"""

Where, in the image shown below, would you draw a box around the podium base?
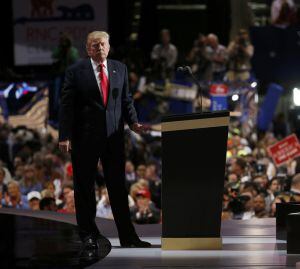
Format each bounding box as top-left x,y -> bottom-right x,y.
161,237 -> 222,250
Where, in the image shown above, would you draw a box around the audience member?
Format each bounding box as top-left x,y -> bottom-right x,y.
226,29 -> 254,81
151,29 -> 178,79
27,191 -> 42,210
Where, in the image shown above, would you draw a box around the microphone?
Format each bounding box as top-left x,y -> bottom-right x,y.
177,66 -> 193,75
112,88 -> 119,131
112,88 -> 119,101
177,65 -> 202,113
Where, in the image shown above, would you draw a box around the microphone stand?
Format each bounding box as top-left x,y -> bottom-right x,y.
177,66 -> 203,114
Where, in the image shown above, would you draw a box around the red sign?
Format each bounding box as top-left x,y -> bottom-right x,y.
268,134 -> 300,166
210,84 -> 228,96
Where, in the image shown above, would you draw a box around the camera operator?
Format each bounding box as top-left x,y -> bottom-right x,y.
226,29 -> 254,81
151,29 -> 178,79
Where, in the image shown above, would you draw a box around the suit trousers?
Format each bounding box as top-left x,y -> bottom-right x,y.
71,132 -> 136,240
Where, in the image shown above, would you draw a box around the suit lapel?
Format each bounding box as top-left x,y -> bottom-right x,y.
107,59 -> 117,106
84,58 -> 104,106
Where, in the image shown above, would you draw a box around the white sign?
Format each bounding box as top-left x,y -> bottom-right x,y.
13,0 -> 108,65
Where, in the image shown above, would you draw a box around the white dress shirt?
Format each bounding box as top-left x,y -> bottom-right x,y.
91,58 -> 109,91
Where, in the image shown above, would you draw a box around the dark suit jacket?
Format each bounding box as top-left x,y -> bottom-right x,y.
59,58 -> 137,141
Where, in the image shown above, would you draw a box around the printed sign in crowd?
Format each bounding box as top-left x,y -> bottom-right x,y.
268,134 -> 300,166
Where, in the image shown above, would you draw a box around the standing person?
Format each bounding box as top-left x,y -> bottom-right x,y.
59,31 -> 151,249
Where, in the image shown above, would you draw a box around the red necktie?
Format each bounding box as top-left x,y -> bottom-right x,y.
99,63 -> 109,106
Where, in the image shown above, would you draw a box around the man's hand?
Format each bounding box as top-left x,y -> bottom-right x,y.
58,140 -> 72,153
130,122 -> 149,134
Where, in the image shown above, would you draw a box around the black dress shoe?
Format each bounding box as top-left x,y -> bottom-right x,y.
120,238 -> 151,248
82,236 -> 99,250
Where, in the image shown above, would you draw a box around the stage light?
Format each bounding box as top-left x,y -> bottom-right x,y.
231,94 -> 239,102
293,88 -> 300,106
251,81 -> 257,88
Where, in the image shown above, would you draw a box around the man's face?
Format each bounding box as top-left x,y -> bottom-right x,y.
7,184 -> 20,197
254,196 -> 266,212
270,180 -> 280,192
87,37 -> 110,62
24,166 -> 34,180
29,198 -> 40,210
0,169 -> 5,184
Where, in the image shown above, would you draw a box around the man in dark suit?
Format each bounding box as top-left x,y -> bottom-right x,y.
59,31 -> 151,249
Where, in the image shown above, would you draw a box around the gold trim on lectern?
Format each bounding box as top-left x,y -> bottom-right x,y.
161,237 -> 222,250
161,117 -> 229,132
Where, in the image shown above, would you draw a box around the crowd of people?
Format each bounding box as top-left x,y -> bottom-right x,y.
0,112 -> 300,221
0,1 -> 300,224
0,123 -> 161,223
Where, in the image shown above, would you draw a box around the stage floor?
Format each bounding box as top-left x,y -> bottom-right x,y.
0,209 -> 300,269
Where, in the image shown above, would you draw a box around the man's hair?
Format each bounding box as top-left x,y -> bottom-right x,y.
7,180 -> 20,187
40,197 -> 55,210
86,31 -> 109,45
236,158 -> 247,169
291,173 -> 300,187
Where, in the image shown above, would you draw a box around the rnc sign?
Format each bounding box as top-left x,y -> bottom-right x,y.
13,0 -> 107,65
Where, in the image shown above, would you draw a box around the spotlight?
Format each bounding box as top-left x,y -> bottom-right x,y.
251,81 -> 257,88
231,94 -> 239,102
293,88 -> 300,106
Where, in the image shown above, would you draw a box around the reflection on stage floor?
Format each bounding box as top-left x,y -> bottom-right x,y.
0,209 -> 300,269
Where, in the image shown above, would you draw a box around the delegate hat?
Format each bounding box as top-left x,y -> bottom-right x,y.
136,189 -> 151,199
27,191 -> 42,201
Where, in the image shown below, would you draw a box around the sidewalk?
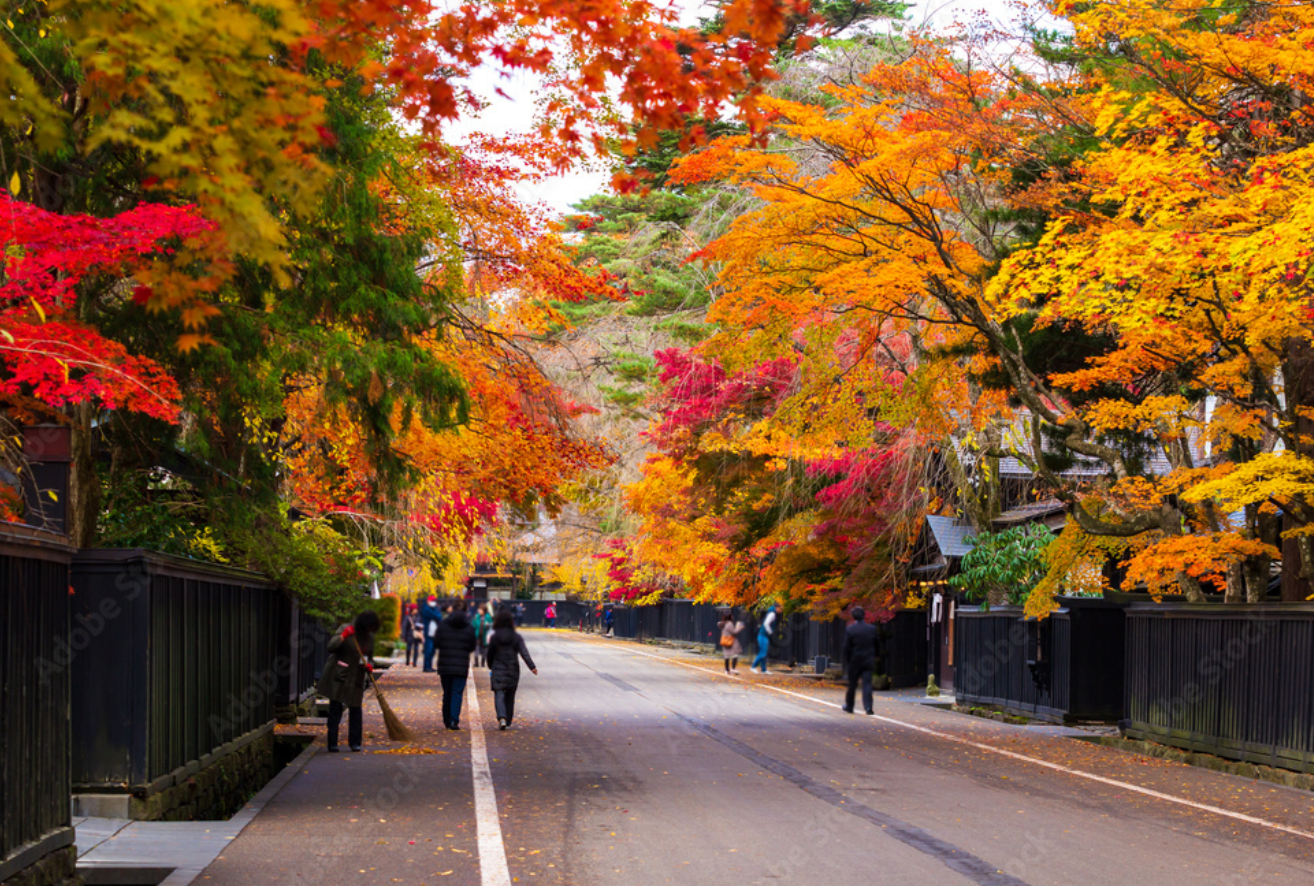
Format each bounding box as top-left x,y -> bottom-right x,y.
191,665 -> 481,886
74,663 -> 478,886
74,745 -> 315,886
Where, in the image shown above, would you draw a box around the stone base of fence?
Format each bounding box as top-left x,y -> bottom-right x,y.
0,828 -> 81,886
74,723 -> 279,822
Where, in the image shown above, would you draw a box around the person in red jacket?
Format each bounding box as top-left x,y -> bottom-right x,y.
319,609 -> 378,753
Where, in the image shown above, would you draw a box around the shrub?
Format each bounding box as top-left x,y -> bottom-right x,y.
371,594 -> 402,640
949,523 -> 1055,606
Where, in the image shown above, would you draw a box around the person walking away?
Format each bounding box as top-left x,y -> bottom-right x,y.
752,603 -> 781,674
717,609 -> 744,674
489,611 -> 539,730
402,603 -> 424,668
319,609 -> 378,753
840,606 -> 880,714
419,594 -> 443,673
434,601 -> 478,730
470,603 -> 493,668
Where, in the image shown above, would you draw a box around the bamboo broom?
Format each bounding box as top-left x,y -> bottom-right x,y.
351,636 -> 415,741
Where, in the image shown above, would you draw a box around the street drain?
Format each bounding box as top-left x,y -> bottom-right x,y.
78,865 -> 173,886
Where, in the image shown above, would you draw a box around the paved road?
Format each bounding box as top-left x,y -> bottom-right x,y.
205,632 -> 1314,886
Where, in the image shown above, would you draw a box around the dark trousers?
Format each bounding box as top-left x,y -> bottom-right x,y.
493,688 -> 515,726
439,674 -> 468,727
844,664 -> 875,711
329,702 -> 361,748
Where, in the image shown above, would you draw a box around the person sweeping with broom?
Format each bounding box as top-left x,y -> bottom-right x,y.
319,609 -> 378,753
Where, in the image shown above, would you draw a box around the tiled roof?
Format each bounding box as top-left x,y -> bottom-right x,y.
926,517 -> 976,557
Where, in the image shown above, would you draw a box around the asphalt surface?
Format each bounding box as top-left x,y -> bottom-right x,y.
197,631 -> 1314,886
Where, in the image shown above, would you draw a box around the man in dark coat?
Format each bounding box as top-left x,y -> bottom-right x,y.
840,606 -> 880,714
487,610 -> 539,730
419,597 -> 443,673
319,610 -> 378,753
434,599 -> 478,730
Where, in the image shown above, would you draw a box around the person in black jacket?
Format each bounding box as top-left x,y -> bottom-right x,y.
840,606 -> 880,714
487,609 -> 539,730
434,599 -> 477,730
419,594 -> 443,673
319,609 -> 378,753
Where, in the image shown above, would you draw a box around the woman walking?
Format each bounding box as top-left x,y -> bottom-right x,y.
319,609 -> 378,753
487,609 -> 539,730
472,603 -> 493,668
402,603 -> 424,668
717,609 -> 744,674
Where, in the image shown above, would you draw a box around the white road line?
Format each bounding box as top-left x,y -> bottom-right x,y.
612,638 -> 1314,840
465,676 -> 511,886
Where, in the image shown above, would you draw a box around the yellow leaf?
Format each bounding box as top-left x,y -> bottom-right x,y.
177,333 -> 214,354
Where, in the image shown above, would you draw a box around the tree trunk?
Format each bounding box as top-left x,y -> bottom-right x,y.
68,404 -> 100,548
1282,339 -> 1314,603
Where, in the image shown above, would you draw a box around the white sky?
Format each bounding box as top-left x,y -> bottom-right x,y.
447,0 -> 1016,214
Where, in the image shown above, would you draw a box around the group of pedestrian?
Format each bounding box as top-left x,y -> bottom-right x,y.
716,603 -> 783,674
319,588 -> 539,753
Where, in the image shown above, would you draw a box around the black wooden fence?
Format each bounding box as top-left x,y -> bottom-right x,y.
1122,603 -> 1314,772
273,595 -> 329,707
954,598 -> 1126,722
72,549 -> 281,795
0,525 -> 75,882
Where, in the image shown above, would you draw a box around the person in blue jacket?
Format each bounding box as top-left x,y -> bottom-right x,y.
419,595 -> 443,673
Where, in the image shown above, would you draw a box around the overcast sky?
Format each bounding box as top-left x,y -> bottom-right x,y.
447,0 -> 1016,213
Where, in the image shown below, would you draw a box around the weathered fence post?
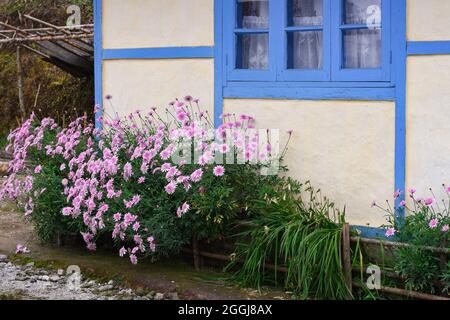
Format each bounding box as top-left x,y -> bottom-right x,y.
16,46 -> 27,120
192,235 -> 201,271
342,223 -> 353,293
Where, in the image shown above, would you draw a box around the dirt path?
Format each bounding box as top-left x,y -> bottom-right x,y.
0,198 -> 286,300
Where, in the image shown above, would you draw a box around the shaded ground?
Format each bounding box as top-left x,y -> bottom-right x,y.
0,194 -> 286,300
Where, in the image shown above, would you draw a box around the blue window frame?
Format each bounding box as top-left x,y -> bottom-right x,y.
223,0 -> 392,87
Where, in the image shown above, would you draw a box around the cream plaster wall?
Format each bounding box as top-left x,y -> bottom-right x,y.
406,55 -> 450,202
103,0 -> 214,49
408,0 -> 450,41
224,99 -> 395,227
103,59 -> 214,115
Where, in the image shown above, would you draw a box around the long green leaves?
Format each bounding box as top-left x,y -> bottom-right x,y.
227,179 -> 351,299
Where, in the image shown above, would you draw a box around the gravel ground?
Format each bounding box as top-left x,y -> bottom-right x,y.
0,255 -> 178,300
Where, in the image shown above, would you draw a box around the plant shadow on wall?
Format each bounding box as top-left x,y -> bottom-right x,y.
0,96 -> 358,299
372,189 -> 450,297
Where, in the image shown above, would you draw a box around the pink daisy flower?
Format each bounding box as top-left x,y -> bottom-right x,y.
428,219 -> 439,229
213,166 -> 225,177
386,228 -> 396,238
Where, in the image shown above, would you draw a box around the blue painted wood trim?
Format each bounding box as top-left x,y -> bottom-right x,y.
214,0 -> 224,128
94,0 -> 103,131
408,41 -> 450,56
102,46 -> 214,60
392,0 -> 407,220
351,226 -> 387,239
224,86 -> 396,101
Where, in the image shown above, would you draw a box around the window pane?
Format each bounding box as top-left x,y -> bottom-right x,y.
344,0 -> 381,24
236,33 -> 269,69
237,0 -> 269,29
287,31 -> 323,69
288,0 -> 323,26
344,29 -> 381,69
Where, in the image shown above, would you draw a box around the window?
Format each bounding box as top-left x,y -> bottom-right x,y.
224,0 -> 391,83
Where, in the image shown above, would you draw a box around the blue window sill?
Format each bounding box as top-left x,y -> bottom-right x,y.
223,82 -> 396,101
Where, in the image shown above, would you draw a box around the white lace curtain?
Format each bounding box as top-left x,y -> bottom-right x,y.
291,0 -> 323,69
238,0 -> 381,69
238,0 -> 269,69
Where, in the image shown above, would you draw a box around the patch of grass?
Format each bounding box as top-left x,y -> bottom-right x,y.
227,179 -> 352,299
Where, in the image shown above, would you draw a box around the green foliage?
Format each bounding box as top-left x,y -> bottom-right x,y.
394,206 -> 450,294
227,178 -> 351,299
29,131 -> 82,243
0,0 -> 94,142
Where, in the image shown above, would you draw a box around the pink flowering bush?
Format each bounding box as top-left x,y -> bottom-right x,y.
373,186 -> 450,294
0,96 -> 286,264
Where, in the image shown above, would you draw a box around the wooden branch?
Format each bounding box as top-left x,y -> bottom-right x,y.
350,237 -> 450,255
353,282 -> 450,301
0,33 -> 94,43
342,223 -> 352,293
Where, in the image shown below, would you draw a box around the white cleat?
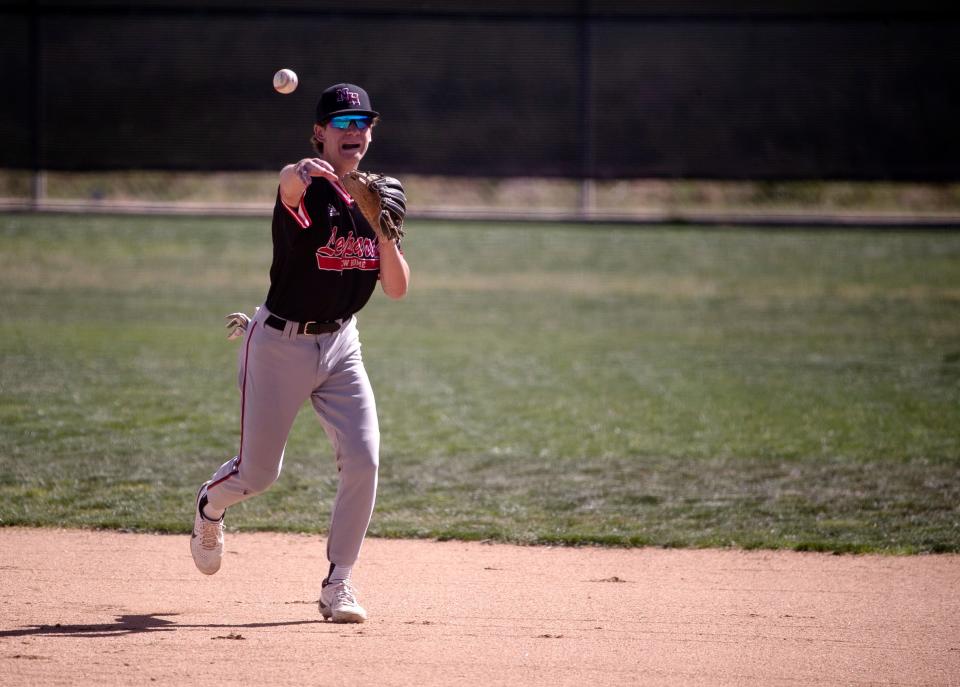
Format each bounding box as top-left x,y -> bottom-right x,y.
190,483 -> 223,575
320,580 -> 367,623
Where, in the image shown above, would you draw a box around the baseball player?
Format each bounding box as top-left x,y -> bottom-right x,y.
190,83 -> 410,623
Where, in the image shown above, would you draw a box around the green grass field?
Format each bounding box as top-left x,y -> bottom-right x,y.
0,214 -> 960,552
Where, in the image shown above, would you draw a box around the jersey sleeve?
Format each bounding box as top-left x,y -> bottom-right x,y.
276,187 -> 313,229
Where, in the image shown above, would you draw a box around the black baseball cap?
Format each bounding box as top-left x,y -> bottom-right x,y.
317,83 -> 380,122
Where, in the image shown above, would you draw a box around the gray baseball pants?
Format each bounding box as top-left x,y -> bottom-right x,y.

"""

## PROBLEM REQUIREMENTS
Pull out and copy every line in the records above that contains the word "ground".

## ANSWER FOR THE TASK
Where, in the image shown above, would you draw a box around the shaded ground?
Where, in the image shown above, would you draw a box around the gravel ground?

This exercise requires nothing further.